### PASSAGE SHOWN
The Triangle of Truth
Despite all of the noise, the Federal Reserve has a choice to make. Pivot or allow calamity. What the Triangle of Truth might be saying.
Remember “The Wedge of Jerome” post from back in March? To this day it’s one of my favorite posts. Power rangers gifs, a guy playing ping pong with his crotch, Federal Reserve disrespect, market prognostications, and Zcash charts 200% higher than current prices; it had it all. The good old days right?
The Triangle of Truth is different. Yes, different. The Triangle of Truth isn’t about equities. It’s about these charts:
Just a TWENTY year trendline and a ten year triangle getting challenged in spot silver. That chart is a bit difficult to see so lets zoom in a bit and look at the weekly:
When Silver gave up $21.50, sub-19 was almost a certainty. Well, here we are. We are testing the bottom of this long term trend. With the exception of the COVID liquidity crisis when Silver went down to $12, Silver has spent 19 of the last 20 years above this trend line. There was about a year between late summer 2018 and late summer 2019 when Silver was below that trendline. A big part of what was likely driving that was that the Fed was reducing its balance sheet at the time.
Have I said this is all one trade yet? There’s just one problem with all of the metal price theatrics. Want to know what it is? There isn’t a single dealer in the country that will actually sell you physical Silver for $19. If you can find someone who will, BUY IT.
This is just one example from SD Bullion. But it’s the same story at Goldsilver.com ($25.23 for one bar) and JM Bullion ($25.91 for one bar). And those prices are all if you pay by check or wire. It’s more if you pay with a credit card because of the processing fee. This is also before shipping. Even vault stored Silver is still above $20 per ounce:
This is probably a better reflection of the real price in the real world. Still, none of this means Silver’s declines are done.
The Fed is “Tightening,” Right?

### SOURCE MATERIAL
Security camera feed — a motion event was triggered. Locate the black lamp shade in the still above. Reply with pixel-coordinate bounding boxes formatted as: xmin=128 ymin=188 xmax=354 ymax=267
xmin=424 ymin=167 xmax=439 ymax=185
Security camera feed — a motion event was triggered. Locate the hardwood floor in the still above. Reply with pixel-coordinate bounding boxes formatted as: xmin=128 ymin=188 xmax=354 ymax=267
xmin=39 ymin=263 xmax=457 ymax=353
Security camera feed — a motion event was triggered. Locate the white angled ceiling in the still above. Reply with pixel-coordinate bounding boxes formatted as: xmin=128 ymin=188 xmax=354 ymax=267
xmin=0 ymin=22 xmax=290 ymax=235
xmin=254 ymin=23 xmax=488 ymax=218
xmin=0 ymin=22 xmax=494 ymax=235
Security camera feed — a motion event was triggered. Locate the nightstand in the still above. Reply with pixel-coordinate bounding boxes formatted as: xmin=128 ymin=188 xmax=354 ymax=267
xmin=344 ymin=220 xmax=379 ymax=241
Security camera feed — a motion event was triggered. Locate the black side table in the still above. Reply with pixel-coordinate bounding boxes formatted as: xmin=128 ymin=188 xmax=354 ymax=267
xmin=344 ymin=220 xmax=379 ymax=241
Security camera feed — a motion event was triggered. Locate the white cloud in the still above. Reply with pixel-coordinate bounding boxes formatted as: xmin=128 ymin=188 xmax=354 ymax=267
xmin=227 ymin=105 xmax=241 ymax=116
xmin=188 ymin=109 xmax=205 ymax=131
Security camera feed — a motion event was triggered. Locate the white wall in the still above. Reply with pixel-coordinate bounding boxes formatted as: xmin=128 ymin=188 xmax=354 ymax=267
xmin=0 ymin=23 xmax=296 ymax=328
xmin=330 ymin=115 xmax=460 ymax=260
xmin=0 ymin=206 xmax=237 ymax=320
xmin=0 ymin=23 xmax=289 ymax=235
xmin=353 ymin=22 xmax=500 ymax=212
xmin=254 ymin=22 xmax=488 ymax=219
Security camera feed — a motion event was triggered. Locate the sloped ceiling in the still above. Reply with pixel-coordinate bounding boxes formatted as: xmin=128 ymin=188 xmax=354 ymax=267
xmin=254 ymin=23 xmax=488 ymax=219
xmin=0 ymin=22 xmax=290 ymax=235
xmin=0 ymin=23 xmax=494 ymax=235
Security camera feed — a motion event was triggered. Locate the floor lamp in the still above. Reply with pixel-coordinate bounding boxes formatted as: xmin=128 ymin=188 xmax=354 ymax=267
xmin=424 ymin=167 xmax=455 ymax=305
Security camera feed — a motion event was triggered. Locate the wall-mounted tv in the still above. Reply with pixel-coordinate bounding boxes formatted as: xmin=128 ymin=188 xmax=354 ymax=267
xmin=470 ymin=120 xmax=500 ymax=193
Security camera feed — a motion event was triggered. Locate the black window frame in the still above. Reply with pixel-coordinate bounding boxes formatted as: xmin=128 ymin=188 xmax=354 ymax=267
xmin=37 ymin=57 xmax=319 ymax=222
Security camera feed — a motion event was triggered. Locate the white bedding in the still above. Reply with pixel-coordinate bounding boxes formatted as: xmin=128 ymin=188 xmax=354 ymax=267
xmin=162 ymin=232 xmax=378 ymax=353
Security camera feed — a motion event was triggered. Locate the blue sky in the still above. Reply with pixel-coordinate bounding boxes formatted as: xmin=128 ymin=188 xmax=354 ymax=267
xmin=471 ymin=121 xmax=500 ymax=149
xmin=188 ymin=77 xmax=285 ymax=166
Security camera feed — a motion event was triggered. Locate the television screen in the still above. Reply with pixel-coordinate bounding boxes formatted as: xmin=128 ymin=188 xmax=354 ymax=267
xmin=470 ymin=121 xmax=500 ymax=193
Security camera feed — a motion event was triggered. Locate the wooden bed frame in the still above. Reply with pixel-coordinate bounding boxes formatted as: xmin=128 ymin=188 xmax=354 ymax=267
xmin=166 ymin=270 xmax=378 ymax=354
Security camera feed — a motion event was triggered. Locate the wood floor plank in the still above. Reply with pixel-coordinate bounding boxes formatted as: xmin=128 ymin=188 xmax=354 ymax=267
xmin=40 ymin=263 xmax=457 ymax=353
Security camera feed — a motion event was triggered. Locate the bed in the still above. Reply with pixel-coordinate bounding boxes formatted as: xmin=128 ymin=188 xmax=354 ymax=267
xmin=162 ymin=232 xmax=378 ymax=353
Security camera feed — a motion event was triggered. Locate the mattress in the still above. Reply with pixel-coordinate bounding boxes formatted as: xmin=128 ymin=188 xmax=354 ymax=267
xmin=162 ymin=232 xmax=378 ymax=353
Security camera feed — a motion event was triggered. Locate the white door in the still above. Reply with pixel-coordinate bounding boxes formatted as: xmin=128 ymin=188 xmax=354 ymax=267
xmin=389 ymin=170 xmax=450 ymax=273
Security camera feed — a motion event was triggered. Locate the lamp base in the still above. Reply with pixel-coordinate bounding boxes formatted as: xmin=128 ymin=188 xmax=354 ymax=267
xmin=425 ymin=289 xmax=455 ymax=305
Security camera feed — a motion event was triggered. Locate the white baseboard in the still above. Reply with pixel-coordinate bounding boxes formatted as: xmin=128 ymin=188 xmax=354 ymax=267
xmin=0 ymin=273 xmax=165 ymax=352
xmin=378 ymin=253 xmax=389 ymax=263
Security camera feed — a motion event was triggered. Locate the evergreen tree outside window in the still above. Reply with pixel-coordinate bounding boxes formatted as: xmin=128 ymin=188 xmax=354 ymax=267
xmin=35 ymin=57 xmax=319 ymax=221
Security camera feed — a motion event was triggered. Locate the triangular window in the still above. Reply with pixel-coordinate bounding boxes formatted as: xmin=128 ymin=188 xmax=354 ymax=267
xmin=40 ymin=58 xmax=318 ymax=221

--

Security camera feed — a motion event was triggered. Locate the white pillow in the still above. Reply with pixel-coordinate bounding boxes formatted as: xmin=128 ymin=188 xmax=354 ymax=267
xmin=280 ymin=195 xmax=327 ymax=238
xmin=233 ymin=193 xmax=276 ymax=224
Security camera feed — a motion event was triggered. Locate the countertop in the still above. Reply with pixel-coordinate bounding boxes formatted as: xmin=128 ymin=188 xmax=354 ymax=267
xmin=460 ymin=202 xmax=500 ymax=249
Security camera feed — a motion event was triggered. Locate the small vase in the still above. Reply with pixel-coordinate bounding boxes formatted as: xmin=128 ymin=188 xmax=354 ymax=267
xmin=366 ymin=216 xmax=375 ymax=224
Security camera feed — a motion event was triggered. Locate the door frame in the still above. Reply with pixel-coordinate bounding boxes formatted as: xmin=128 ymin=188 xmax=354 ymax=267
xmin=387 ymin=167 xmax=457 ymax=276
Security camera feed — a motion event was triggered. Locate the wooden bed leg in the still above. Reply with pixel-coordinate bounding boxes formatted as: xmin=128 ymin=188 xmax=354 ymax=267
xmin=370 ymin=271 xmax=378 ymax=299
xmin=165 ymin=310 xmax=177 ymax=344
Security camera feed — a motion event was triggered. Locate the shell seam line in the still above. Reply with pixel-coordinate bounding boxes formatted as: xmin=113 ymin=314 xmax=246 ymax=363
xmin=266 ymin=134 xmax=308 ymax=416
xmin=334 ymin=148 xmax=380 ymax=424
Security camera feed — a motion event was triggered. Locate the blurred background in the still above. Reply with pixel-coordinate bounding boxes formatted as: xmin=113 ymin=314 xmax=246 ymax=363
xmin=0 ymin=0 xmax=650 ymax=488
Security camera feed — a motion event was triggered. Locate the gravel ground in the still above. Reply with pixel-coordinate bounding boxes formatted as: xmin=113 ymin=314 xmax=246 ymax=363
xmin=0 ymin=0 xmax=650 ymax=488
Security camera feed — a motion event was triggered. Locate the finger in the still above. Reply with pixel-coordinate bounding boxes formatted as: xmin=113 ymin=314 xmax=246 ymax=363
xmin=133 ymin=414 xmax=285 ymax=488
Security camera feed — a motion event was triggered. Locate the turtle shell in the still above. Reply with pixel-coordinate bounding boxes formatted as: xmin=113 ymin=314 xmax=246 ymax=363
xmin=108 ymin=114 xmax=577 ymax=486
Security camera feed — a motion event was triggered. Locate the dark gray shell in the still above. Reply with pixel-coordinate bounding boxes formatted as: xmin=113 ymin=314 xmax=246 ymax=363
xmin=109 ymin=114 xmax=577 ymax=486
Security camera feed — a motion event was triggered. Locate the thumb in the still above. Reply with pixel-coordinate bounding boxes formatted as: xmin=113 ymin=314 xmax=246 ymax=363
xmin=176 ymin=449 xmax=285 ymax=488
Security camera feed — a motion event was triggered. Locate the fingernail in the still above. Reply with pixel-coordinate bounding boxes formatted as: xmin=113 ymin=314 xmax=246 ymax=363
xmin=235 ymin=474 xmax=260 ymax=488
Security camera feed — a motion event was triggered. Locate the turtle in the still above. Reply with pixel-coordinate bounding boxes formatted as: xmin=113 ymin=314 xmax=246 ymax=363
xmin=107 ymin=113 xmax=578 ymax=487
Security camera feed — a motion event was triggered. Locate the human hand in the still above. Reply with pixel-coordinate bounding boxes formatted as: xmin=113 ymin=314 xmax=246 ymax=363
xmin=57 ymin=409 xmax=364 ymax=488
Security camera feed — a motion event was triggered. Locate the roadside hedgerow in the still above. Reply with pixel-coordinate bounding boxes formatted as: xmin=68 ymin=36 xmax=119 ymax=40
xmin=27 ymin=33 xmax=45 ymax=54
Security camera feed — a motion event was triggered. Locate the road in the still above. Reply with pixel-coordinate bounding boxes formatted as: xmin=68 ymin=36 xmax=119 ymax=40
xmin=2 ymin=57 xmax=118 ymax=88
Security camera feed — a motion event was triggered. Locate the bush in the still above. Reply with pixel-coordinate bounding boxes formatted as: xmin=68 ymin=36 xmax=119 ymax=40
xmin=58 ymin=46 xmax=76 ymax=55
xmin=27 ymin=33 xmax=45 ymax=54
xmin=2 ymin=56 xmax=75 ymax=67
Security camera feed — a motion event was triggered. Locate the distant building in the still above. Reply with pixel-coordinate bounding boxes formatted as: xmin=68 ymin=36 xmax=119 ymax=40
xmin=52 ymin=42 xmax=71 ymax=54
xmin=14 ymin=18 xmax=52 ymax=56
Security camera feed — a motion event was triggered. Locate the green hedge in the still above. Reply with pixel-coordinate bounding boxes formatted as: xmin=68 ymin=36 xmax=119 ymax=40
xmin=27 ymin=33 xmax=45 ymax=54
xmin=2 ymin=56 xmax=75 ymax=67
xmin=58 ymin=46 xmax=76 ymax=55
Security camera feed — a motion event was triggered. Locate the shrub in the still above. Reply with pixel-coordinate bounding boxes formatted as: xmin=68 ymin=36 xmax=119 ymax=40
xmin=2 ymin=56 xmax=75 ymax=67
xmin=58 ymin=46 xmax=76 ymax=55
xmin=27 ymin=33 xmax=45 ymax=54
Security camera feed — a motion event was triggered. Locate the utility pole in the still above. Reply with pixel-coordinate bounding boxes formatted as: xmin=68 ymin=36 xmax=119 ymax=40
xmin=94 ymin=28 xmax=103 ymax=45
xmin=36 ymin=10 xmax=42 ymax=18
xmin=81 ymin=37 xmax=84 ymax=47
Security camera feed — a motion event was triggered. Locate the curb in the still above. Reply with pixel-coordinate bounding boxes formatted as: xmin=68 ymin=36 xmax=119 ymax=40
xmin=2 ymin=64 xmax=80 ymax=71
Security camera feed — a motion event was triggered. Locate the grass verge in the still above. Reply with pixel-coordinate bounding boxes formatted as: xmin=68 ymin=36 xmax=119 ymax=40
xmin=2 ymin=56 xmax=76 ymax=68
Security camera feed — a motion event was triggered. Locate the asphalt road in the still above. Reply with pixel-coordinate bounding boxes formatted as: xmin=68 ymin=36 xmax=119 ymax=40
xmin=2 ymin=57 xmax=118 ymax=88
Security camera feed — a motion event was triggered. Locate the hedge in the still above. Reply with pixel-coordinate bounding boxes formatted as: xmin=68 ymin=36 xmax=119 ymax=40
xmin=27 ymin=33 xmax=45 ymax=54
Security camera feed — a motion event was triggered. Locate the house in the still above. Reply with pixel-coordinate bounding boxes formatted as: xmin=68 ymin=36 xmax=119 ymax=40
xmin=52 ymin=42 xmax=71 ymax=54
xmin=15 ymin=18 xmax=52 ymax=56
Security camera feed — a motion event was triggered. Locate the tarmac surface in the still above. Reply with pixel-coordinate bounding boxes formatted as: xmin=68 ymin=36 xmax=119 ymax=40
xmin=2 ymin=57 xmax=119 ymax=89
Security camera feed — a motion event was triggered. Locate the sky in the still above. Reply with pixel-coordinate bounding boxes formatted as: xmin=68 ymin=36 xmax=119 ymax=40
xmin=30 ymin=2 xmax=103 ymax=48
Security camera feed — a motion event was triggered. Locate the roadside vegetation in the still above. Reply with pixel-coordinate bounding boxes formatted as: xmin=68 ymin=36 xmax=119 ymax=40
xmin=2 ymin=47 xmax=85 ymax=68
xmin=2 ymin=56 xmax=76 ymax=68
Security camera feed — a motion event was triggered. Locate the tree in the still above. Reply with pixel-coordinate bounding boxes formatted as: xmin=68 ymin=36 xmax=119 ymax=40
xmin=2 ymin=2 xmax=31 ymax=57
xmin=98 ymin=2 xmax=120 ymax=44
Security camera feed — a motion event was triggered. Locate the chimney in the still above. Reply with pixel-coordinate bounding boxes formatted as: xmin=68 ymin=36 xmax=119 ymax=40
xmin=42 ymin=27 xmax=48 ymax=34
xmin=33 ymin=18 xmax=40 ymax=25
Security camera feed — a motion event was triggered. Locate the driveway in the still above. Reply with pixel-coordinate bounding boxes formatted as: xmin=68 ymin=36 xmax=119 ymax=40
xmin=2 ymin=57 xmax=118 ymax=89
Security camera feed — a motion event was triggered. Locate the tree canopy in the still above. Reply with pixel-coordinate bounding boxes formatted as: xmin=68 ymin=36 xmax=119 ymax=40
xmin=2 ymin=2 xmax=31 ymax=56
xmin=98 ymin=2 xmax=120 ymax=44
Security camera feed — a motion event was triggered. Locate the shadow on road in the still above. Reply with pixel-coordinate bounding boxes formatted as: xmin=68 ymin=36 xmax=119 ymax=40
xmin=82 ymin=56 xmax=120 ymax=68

### ABOUT THIS EXERCISE
Continue the passage on the Federal Reserve and silver prices from the point where it stops.

### EXERCISE RESPONSE
If history from 2018-2019 is any indication, Silver could struggle if the Fed actually starts rolling off its balance sheet. So far, all it has really done is stop buying assets. Very little has actually rolled off.
The peak in the Fed’s balance sheet was April of this year. That figure was $8.965 trillion. Human beings can not comprehend a number of this magnitude. It’s total insanity. The figure is currently $8.892 trillion. 0.82% of the sheet has been allowed to roll off. We’ve been hearing about tightening and fighting inflation for months. Yet, almost nothing has come off the sheet and real yields are still deeply negative.
We’ll see what the Fed is actually capable of doing. It is entirely possible that spot (paper) silver could see some time below “The Triangle of Truth.” If that does indeed play out, just remember; the Fed will almost certainly pivot because it has to pivot. If it doesn’t, America will eventually start experiencing some of the “fourth turning” mayhem that the rest of the world is currently dealing with. Like bank runs, uprisings, and assassinations of leaders. Your move, Jerome.
Disclosure: I’m not an investment advisor. I merely share what I do and why I do it. You shouldn’t take anything I say as investment advice and always do your own research when making investment decisions. Cryptocurrencies, tokens, STONKs, and digital trinkets could all go to zero.